▶ [Stored data]
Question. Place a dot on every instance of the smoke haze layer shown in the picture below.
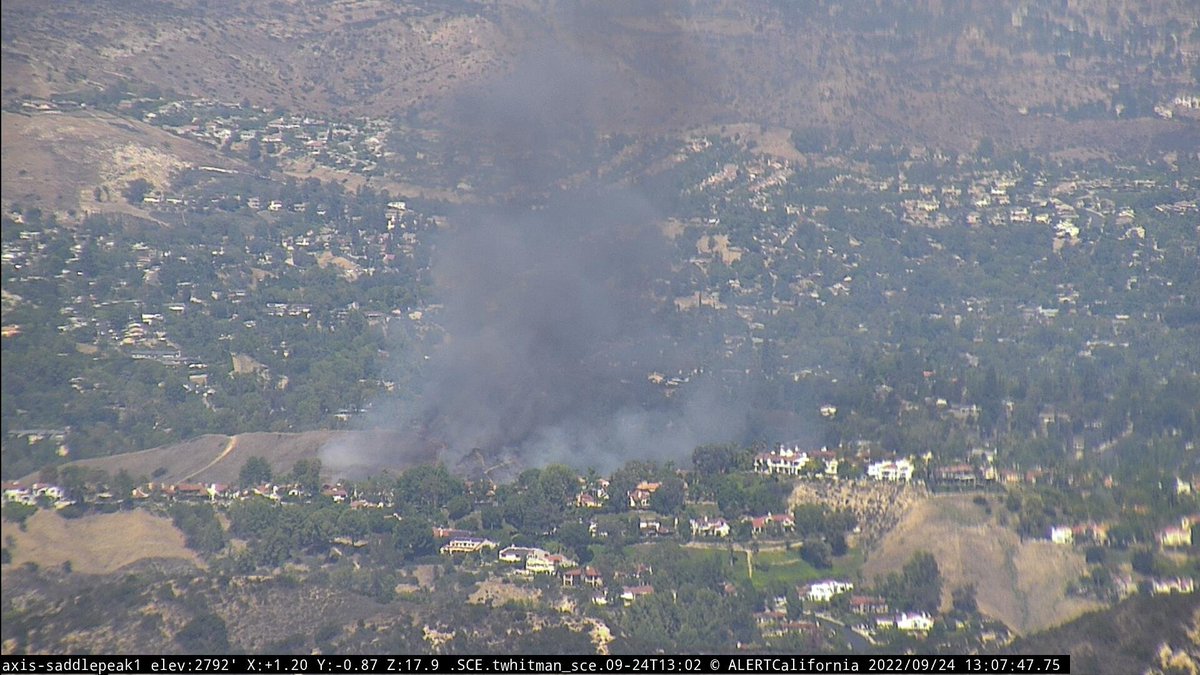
(551, 318)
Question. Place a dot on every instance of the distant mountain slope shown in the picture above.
(945, 73)
(83, 161)
(1125, 639)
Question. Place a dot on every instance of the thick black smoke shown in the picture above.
(549, 281)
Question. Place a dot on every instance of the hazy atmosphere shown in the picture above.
(462, 327)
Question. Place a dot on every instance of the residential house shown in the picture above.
(519, 554)
(709, 527)
(630, 593)
(789, 460)
(868, 604)
(893, 471)
(1177, 585)
(1062, 535)
(825, 591)
(467, 545)
(915, 622)
(777, 521)
(640, 496)
(1175, 537)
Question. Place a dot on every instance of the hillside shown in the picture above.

▶ [Instructions for the task]
Revise the material above by replacing "Place a dot" with "Mark a point" wherever it occurs and keeping everything else the same. Leave out the pictures.

▶ [Answer for the task]
Question. Mark a point on every instance of the smoke haze layer shown in the picture below.
(551, 318)
Question. Mark a point on every instance of the distant mountain slope shown in the picture above.
(945, 73)
(83, 161)
(1125, 639)
Question. Mark a point on every instance of the thick black smoke shown in the picture above.
(549, 281)
Question. Mark a point on every instance of the hazy atmosphere shown in the picture above.
(462, 327)
Question. Mark a point on every instance of the residential house shown in the picture above.
(519, 554)
(709, 527)
(630, 593)
(789, 460)
(868, 604)
(893, 471)
(1177, 585)
(1062, 535)
(825, 591)
(467, 545)
(915, 622)
(777, 521)
(640, 496)
(1175, 537)
Question. Mark a point on every instance of the hillside shown in the picture above.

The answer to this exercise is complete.